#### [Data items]
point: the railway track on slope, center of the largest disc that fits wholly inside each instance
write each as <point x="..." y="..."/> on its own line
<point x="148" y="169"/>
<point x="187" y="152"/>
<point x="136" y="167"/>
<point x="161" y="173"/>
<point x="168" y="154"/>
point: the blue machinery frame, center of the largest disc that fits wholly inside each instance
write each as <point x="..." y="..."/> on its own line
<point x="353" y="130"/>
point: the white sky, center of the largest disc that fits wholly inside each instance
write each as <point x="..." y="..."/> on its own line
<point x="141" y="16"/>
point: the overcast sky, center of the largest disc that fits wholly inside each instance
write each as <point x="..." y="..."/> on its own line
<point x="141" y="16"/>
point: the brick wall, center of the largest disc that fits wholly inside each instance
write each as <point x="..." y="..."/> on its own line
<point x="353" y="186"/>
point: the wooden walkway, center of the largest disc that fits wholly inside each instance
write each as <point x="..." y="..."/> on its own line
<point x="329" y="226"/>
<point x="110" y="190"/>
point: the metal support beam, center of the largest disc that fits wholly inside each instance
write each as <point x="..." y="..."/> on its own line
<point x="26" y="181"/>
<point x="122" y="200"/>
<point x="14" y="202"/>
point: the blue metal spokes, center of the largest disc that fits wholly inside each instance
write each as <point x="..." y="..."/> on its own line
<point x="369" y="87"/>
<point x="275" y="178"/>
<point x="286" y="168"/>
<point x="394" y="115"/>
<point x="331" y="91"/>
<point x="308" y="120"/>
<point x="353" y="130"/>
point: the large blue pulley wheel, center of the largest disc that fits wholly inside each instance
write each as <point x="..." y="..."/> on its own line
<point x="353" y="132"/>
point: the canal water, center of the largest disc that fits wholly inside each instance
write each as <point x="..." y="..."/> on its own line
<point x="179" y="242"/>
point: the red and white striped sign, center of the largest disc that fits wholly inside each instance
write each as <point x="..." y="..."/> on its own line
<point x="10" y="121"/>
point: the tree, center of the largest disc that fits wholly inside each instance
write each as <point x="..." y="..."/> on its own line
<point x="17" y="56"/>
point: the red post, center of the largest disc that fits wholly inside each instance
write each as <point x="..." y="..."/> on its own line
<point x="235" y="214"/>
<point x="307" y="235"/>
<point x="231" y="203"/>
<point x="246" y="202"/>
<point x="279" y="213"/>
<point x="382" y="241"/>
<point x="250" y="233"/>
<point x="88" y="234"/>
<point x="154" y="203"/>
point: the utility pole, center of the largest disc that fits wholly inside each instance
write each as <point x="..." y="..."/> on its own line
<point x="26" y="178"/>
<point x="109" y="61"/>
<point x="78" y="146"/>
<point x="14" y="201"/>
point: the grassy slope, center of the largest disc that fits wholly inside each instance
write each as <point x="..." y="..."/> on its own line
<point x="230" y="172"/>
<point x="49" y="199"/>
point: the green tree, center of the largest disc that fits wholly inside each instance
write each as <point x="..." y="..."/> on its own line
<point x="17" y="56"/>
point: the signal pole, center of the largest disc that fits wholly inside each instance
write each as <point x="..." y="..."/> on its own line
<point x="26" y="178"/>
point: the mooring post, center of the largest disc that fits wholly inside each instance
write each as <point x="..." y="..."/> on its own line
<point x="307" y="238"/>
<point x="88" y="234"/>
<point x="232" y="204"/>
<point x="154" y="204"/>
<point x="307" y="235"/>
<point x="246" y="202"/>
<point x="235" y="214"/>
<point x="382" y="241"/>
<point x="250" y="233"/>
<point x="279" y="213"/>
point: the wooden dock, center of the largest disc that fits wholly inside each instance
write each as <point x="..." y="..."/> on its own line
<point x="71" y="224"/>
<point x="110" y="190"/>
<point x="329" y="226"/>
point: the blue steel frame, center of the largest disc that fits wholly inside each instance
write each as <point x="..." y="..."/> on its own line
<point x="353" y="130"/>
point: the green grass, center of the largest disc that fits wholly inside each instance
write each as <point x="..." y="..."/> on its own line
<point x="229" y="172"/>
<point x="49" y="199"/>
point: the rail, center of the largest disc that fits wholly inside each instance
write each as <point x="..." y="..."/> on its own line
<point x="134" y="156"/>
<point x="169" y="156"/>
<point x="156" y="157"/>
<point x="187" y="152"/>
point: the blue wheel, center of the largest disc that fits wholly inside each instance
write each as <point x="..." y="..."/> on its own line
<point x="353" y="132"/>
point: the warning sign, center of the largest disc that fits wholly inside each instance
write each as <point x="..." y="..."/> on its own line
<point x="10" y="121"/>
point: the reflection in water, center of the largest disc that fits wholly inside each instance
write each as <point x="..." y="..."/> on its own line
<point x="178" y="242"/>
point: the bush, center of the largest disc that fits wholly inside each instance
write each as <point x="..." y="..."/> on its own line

#### [TRY IT]
Copy the lines above exactly. Start with the line containing "point: the rail, center", end with the line containing "point: the bush, center", and include both.

#### [ANSWER SECTION]
point: the rail, center of the largest disc that fits wholly inside each instance
write each as <point x="..." y="..."/> on its own line
<point x="134" y="156"/>
<point x="169" y="156"/>
<point x="156" y="157"/>
<point x="187" y="152"/>
point: the blue wheel, center of the largest disc that fits wholly inside each instance
write each as <point x="..." y="..."/> on its own line
<point x="353" y="132"/>
point: the warning sign, center of the largest disc that fits wholly inside each instance
write each as <point x="..." y="..."/> on its own line
<point x="10" y="121"/>
point: the reflection in water, center of the largest disc that fits wholly inside each instance
write each as <point x="..." y="..."/> on its own line
<point x="178" y="242"/>
point: the bush, center of the largest disc that fits wholly inside each instance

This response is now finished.